>> begin PROVIDED DATA

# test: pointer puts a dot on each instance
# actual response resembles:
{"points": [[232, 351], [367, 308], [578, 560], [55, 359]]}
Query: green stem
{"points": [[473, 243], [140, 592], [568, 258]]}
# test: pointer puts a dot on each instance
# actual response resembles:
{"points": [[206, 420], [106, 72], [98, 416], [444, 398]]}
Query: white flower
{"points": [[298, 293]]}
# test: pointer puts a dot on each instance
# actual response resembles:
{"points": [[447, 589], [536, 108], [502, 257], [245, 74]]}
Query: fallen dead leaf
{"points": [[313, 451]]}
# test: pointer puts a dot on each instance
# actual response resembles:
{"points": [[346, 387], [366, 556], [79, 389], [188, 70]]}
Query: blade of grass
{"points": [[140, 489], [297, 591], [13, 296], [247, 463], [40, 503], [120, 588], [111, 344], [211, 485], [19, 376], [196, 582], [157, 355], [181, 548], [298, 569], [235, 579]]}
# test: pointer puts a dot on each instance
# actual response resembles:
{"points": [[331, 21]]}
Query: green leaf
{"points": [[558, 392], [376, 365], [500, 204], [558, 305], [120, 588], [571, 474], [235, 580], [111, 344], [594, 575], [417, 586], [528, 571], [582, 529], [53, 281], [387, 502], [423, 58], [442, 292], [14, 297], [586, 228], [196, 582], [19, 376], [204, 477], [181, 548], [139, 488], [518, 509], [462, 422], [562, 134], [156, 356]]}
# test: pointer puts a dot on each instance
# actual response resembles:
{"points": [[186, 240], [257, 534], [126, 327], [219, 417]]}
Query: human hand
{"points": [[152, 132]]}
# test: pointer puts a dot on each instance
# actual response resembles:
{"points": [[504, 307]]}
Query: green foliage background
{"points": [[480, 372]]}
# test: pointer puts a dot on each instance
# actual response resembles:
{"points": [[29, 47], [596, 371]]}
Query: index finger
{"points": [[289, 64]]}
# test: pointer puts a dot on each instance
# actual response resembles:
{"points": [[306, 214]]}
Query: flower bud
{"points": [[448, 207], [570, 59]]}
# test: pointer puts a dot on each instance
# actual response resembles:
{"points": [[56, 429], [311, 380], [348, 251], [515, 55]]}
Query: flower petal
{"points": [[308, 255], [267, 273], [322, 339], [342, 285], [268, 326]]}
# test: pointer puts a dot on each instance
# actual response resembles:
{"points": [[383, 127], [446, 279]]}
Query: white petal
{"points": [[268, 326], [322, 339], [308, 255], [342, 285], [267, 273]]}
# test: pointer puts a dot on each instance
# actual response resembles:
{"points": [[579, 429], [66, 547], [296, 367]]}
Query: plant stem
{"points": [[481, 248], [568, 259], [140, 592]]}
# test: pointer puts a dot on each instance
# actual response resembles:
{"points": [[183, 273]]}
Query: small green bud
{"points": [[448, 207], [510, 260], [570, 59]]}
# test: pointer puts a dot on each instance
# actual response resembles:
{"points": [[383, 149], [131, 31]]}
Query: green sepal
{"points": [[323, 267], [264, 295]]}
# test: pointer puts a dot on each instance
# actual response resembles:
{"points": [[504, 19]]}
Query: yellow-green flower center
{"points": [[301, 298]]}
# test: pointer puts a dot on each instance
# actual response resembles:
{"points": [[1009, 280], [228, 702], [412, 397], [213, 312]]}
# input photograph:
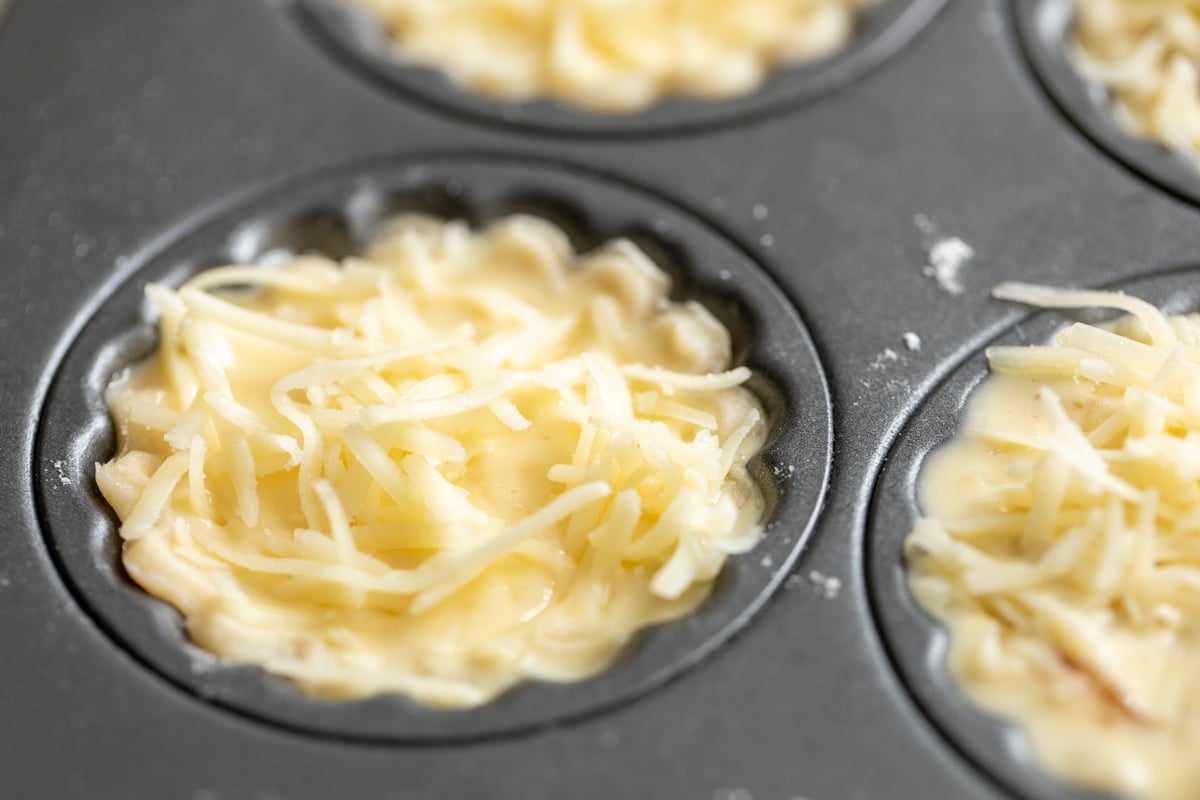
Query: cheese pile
{"points": [[461, 461], [615, 55], [1145, 53], [1062, 545]]}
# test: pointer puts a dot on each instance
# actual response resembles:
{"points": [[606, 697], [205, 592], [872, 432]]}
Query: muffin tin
{"points": [[148, 140]]}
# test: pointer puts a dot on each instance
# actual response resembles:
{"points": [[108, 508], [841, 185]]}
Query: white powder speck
{"points": [[947, 258], [828, 585]]}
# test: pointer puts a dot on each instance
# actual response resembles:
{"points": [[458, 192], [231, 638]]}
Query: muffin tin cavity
{"points": [[916, 641], [335, 212], [359, 41], [1045, 29]]}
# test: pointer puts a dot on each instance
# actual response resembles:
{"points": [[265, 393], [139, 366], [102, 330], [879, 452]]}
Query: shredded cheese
{"points": [[615, 55], [1061, 545], [433, 469], [1145, 53]]}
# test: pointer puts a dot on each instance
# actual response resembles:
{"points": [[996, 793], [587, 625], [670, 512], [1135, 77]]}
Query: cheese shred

>> end PROVIDED DATA

_SET EXERCISE:_
Transcribe the preceding listing in its entirety and with exact wording, leaving out pictures.

_RIGHT ANSWER:_
# test: pointer puts a dot on each instance
# actual response resembles:
{"points": [[232, 351], [367, 308], [578, 560], [55, 359]]}
Query: green stem
{"points": [[473, 243], [140, 592], [568, 258]]}
# test: pointer puts a dot on each instance
# actual response resembles:
{"points": [[206, 420], [106, 72], [98, 416], [444, 398]]}
Query: white flower
{"points": [[298, 293]]}
# test: pointer puts a dot on each instance
# actual response resembles:
{"points": [[447, 589], [536, 108], [502, 257], [245, 74]]}
Query: fallen dead leaf
{"points": [[313, 451]]}
# test: pointer puts a dot on each instance
# actual response resembles:
{"points": [[346, 387], [366, 556], [79, 389], [188, 70]]}
Query: blade of grass
{"points": [[140, 489], [297, 591], [13, 296], [247, 463], [40, 503], [120, 588], [111, 344], [211, 485], [19, 376], [196, 582], [157, 355], [181, 548], [298, 569], [235, 579]]}
# test: pointer puts a dot on each instance
# actual response resembles:
{"points": [[331, 21]]}
Query: green leaf
{"points": [[558, 392], [376, 365], [500, 204], [558, 305], [120, 588], [571, 474], [235, 580], [111, 344], [594, 575], [417, 586], [528, 571], [582, 529], [53, 281], [387, 502], [423, 58], [442, 292], [14, 297], [586, 228], [196, 582], [19, 376], [204, 477], [181, 548], [139, 488], [518, 509], [462, 422], [562, 134], [156, 356]]}
# test: pointer puts a dot on each instance
# actual response resembles:
{"points": [[186, 240], [257, 534], [126, 327], [219, 417]]}
Query: human hand
{"points": [[152, 132]]}
# test: pointer puts a dot on each instance
# actual response resembles:
{"points": [[504, 307]]}
Query: green foliage background
{"points": [[480, 372]]}
# test: pointer puts a dot on each instance
# actual response resembles:
{"points": [[29, 47], [596, 371]]}
Query: index finger
{"points": [[289, 64]]}
# test: pointer puts a dot on each instance
# actual response resembles:
{"points": [[306, 214]]}
Query: flower bud
{"points": [[448, 207], [570, 59]]}
# test: pointer puts a dot on each instance
# actual response resembles:
{"points": [[56, 429], [311, 380], [348, 251], [515, 55]]}
Query: flower petal
{"points": [[308, 255], [267, 273], [322, 339], [342, 285], [268, 326]]}
# test: pointer puts a dot on each instance
# actual response resembles:
{"points": [[383, 127], [446, 279]]}
Query: white petal
{"points": [[268, 326], [322, 339], [308, 255], [342, 285], [267, 273]]}
# test: pointer puts a dot on each instance
# actual response resembles:
{"points": [[579, 429], [66, 547], [296, 367]]}
Query: plant stem
{"points": [[481, 248], [568, 259], [140, 592]]}
# test: pointer puts a dot on each instance
# actual response resembles:
{"points": [[183, 273]]}
Query: small green bud
{"points": [[448, 207], [510, 260], [570, 59]]}
# test: pointer puts a dot on each instance
# actual response resembles:
{"points": [[383, 149], [131, 31]]}
Query: green sepal
{"points": [[323, 267], [264, 295]]}
# test: pointer puts a dot on each instance
# actual response resembles:
{"points": [[504, 19]]}
Query: yellow-green flower center
{"points": [[301, 298]]}
# test: pointer puts a dot on each instance
# actual response resembles:
{"points": [[1009, 280], [228, 702], [412, 397], [213, 312]]}
# input photograph:
Query: cheese pile
{"points": [[461, 461], [615, 55], [1145, 53], [1062, 545]]}
# test: pointer puts a dot on each instance
# actual response resembles:
{"points": [[606, 697], [205, 592], [872, 432]]}
Query: muffin tin
{"points": [[148, 140]]}
# test: pointer puts a dot on each instance
# actual response resembles:
{"points": [[108, 508], [841, 185]]}
Query: white powder speck
{"points": [[947, 258], [828, 585]]}
# test: pointer puts a dot on each instance
# actual response resembles:
{"points": [[458, 192], [231, 638]]}
Query: muffin tin cavity
{"points": [[916, 641], [335, 212], [359, 41], [1045, 29]]}
# test: pointer puts a dot on each instance
# actual response resembles:
{"points": [[265, 393], [139, 366], [102, 330], [879, 452]]}
Query: shredded cheese
{"points": [[615, 55], [1061, 545], [433, 469], [1145, 53]]}
# test: pointer puts a dot on each instance
# actual response resembles:
{"points": [[996, 793], [587, 625], [670, 512], [1135, 77]]}
Query: cheese shred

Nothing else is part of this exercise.